▸ **EXCERPTED PASSAGE**:
· · · · ·

- Born: Elizabeth Carter III August 28, 1895 Honolulu, Hawaiian Kingdom (now Hawaii, U.S.)
- Died: December 21, 1928 (aged 33) Honolulu, Territory of Hawaii (now Hawaii, U.S.)
- Burial place: O'ahu Cemetery, Honolulu, Hawaii, U.S.
- Occupation(s): Community leader, socialite
- Spouse: Washington Everardus Bogardus (m. 1917–1928; her death)
- Parents: George Robert Carter (father); Helen Strong Carter (mother);
- Relatives: Henry Alpheus Peirce Carter (paternal grandfather), Henry A. Strong (maternal grandfather), Gerrit P. Judd (paternal great grandfather)

= Elizabeth Carter Bogardus =

Hawaiian founder of the Junior League of Honolulu (1895–1928)

Elizabeth Carter Bogardus (née Carter; 1895–1928) was a Hawaiian community leader, socialite, and the founder of the Junior League of Honolulu.

== Early life and family ==
Elizabeth Carter was born on August 28, 1895, in Honolulu, Hawaiian Kingdom (now Oahu, Hawaii, U.S.), to American parents Helen (née Strong) and George Robert Carter. Her parents came from the United States to the Hawaiian Kingdom two years prior to her birth, in 1893. Her mother Helen Strong Carter worked as a philanthropist, and helped establish medical and dental facilities in Hawaii. Her father George Robert Carter served as the second territorial governor of Hawaii. Her grandfathers included Henry A. Strong, an Eastman Kodak president; and Henry Alpheus Peirce Carter, a diplomat in the Hawaiian Kingdom.

· · · · ·

▸ **AVAILABLE DATA**:
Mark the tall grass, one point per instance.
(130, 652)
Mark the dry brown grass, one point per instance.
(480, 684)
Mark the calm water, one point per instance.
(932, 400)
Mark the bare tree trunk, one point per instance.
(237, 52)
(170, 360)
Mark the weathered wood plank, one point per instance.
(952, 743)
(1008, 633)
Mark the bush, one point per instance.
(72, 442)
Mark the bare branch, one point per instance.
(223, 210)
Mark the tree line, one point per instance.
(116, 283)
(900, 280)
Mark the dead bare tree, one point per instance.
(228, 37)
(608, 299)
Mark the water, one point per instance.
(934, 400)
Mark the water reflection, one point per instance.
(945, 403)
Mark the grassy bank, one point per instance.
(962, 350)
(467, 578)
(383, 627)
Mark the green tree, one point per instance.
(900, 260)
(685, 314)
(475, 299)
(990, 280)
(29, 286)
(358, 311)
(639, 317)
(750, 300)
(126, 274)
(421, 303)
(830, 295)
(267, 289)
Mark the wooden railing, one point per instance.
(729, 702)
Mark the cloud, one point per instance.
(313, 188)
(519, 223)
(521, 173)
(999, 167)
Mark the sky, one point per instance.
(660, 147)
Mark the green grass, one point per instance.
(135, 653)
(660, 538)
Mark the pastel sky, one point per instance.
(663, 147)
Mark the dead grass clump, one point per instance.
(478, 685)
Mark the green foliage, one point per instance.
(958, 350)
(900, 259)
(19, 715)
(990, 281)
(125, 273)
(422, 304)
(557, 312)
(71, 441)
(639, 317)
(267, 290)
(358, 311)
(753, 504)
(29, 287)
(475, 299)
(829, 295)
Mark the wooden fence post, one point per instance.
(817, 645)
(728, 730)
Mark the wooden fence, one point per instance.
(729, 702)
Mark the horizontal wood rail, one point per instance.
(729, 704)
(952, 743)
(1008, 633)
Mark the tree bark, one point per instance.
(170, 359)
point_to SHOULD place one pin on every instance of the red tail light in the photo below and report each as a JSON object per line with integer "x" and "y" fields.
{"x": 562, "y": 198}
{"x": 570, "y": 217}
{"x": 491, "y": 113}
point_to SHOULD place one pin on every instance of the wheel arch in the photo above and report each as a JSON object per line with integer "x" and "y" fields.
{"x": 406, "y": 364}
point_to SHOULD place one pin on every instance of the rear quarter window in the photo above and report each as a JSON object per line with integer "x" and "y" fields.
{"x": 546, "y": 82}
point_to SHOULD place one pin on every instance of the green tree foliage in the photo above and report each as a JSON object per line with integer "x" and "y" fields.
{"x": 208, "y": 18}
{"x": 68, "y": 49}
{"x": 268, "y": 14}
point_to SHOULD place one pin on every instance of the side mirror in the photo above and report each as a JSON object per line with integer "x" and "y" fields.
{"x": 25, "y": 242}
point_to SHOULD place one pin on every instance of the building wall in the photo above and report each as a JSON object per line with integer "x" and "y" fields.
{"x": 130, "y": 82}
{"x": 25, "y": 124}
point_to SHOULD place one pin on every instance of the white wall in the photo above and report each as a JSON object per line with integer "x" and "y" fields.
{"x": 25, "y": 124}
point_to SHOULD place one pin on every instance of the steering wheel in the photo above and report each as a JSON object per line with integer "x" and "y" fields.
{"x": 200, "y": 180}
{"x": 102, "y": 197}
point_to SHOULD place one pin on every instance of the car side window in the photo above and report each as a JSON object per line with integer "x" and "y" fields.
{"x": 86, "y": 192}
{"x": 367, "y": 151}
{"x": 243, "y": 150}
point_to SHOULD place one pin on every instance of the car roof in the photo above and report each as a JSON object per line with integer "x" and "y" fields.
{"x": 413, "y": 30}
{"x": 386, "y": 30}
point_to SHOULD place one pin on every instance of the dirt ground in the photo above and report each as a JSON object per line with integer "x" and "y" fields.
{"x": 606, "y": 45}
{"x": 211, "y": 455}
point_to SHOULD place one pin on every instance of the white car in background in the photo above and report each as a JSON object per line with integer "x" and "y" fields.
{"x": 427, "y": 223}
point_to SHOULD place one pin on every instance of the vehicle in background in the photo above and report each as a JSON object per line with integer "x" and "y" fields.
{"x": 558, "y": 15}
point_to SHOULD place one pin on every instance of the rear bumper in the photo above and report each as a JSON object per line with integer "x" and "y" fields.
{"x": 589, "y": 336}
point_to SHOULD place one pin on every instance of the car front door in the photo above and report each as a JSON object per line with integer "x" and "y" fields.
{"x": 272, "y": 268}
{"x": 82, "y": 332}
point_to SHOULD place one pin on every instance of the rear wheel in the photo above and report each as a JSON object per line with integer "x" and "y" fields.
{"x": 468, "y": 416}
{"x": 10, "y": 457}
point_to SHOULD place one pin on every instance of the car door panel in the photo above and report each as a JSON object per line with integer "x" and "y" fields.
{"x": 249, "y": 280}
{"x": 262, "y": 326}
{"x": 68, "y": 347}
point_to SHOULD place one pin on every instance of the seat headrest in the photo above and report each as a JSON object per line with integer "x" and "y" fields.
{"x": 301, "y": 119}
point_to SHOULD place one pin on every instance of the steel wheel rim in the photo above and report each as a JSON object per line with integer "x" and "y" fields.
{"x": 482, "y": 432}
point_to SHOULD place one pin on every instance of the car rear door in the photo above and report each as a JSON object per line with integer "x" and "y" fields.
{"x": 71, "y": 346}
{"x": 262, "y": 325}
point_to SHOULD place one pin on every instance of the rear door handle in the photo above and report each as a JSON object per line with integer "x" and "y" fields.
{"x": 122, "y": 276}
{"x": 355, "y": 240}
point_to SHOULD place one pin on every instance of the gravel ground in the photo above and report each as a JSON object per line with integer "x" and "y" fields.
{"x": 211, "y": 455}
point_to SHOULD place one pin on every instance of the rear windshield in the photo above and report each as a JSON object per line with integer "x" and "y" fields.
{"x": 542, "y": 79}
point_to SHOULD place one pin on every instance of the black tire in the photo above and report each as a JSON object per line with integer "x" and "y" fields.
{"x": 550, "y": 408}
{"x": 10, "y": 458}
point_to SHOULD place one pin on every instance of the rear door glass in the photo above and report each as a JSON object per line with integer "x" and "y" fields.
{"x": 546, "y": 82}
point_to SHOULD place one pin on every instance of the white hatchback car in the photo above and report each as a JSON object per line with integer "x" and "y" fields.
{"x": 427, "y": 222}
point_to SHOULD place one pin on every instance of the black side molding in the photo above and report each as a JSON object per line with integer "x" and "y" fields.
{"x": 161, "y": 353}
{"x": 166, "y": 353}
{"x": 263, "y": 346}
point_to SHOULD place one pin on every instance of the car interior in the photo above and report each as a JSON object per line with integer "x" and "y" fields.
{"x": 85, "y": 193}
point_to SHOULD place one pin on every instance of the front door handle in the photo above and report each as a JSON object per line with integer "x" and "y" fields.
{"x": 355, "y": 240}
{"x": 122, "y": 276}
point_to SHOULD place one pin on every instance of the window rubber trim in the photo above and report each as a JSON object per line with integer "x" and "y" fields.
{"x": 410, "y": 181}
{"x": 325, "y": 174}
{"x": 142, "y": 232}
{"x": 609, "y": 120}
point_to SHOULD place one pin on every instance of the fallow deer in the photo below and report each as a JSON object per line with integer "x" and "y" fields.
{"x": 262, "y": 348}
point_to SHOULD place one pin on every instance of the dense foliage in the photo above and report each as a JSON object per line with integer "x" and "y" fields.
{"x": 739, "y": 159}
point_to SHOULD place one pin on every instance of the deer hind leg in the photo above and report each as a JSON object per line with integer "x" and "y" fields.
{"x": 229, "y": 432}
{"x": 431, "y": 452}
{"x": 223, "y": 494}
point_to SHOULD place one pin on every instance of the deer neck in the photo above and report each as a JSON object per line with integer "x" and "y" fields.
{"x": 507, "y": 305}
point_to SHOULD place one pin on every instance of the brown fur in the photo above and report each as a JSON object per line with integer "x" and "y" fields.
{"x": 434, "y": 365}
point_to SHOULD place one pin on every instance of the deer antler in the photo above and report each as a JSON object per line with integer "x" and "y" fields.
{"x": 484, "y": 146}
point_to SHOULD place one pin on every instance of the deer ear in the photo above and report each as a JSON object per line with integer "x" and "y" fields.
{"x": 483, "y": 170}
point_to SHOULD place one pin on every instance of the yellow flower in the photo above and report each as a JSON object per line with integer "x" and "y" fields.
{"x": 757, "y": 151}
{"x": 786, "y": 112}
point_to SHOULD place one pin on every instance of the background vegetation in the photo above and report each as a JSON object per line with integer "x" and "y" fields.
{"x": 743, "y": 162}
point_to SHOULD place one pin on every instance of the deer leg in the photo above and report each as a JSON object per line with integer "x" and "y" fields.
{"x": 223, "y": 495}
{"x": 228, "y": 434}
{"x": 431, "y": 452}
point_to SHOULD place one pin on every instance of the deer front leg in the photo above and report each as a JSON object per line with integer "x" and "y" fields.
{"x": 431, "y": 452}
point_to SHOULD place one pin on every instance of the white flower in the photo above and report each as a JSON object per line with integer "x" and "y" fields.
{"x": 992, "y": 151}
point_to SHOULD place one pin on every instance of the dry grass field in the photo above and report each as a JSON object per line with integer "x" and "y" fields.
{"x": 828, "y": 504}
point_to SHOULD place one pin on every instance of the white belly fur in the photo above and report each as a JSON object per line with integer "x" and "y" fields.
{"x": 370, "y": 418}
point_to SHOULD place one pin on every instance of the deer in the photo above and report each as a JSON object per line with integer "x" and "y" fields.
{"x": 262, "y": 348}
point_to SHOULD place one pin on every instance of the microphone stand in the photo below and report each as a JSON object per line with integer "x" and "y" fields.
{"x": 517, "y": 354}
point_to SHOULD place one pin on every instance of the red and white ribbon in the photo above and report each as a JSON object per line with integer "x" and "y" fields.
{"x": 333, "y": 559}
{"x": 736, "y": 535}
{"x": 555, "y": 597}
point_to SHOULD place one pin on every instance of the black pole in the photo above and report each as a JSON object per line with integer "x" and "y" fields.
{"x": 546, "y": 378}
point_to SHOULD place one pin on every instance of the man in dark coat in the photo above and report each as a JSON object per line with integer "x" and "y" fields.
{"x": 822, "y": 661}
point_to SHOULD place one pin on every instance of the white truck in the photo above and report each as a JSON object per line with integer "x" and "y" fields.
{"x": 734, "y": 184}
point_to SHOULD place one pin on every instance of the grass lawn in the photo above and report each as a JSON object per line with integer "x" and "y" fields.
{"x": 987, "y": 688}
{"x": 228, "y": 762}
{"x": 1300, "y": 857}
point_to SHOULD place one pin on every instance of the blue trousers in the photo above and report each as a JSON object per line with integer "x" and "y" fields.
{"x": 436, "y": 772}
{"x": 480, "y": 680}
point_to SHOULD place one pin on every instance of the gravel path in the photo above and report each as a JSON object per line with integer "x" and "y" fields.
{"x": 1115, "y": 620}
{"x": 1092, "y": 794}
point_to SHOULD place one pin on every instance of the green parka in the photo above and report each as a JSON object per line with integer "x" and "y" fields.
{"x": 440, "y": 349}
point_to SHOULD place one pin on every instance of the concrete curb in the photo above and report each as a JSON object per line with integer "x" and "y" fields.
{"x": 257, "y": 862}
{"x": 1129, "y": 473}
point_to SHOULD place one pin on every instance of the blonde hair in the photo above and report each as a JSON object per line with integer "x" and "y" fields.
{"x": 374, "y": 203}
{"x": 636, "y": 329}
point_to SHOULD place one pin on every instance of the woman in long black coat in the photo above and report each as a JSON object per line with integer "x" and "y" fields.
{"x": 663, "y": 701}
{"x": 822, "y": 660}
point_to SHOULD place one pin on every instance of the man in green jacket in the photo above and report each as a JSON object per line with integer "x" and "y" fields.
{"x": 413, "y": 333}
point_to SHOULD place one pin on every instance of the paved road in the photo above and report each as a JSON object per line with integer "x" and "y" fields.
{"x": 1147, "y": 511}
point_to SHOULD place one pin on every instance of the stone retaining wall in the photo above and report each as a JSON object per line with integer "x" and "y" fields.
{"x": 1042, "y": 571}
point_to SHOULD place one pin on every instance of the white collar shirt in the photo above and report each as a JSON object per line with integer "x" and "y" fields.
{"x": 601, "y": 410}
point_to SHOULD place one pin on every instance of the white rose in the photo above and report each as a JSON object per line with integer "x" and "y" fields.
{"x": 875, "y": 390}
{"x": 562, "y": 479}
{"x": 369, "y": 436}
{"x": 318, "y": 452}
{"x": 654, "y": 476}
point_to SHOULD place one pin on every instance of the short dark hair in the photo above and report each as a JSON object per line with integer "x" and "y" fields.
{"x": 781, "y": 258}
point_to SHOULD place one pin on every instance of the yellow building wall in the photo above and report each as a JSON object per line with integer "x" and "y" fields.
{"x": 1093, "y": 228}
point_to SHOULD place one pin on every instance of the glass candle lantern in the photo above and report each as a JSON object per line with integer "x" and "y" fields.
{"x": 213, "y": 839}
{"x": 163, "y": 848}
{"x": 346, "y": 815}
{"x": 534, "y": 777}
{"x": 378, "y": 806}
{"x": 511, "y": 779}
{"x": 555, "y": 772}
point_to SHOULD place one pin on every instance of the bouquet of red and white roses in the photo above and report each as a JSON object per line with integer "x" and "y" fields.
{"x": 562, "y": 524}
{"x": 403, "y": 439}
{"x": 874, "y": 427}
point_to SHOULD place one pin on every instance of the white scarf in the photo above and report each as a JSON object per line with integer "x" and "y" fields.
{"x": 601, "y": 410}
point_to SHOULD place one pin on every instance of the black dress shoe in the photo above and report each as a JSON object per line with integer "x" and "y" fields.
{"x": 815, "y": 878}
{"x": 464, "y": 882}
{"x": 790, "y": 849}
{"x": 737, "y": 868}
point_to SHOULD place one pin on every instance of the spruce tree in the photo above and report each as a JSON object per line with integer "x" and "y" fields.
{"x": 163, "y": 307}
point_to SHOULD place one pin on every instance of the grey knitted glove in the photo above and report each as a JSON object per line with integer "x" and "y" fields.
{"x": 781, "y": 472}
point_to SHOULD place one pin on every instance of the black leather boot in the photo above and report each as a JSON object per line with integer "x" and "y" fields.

· · · · ·

▸ **PROBLEM 1**:
Answer these questions from the Elizabeth Carter Bogardus biography:
(a) In which cemetery is she buried?
(b) In what year did her parents come to the Hawaiian Kingdom?
(c) What office did her father, George Robert Carter, hold?
▸ **PROBLEM 2**:
Write out the part of the Elizabeth Carter Bogardus biography starting with "- Born: Elizabeth" and going on through "of Honolulu (1895–1928)", swapping "socialite" for "philanthropist".

▸ **TASK OUTPUT 1**:
(a) O'ahu Cemetery, in Honolulu, Hawaii, U.S.
(b) 1893
(c) He served as the second territorial governor of Hawaii.

▸ **TASK OUTPUT 2**:
- Born: Elizabeth Carter III August 28, 1895 Honolulu, Hawaiian Kingdom (now Hawaii, U.S.)
- Died: December 21, 1928 (aged 33) Honolulu, Territory of Hawaii (now Hawaii, U.S.)
- Burial place: O'ahu Cemetery, Honolulu, Hawaii, U.S.
- Occupation(s): Community leader, philanthropist
- Spouse: Washington Everardus Bogardus (m. 1917–1928; her death)
- Parents: George Robert Carter (father); Helen Strong Carter (mother);
- Relatives: Henry Alpheus Peirce Carter (paternal grandfather), Henry A. Strong (maternal grandfather), Gerrit P. Judd (paternal great grandfather)

= Elizabeth Carter Bogardus =

Hawaiian founder of the Junior League of Honolulu (1895–1928)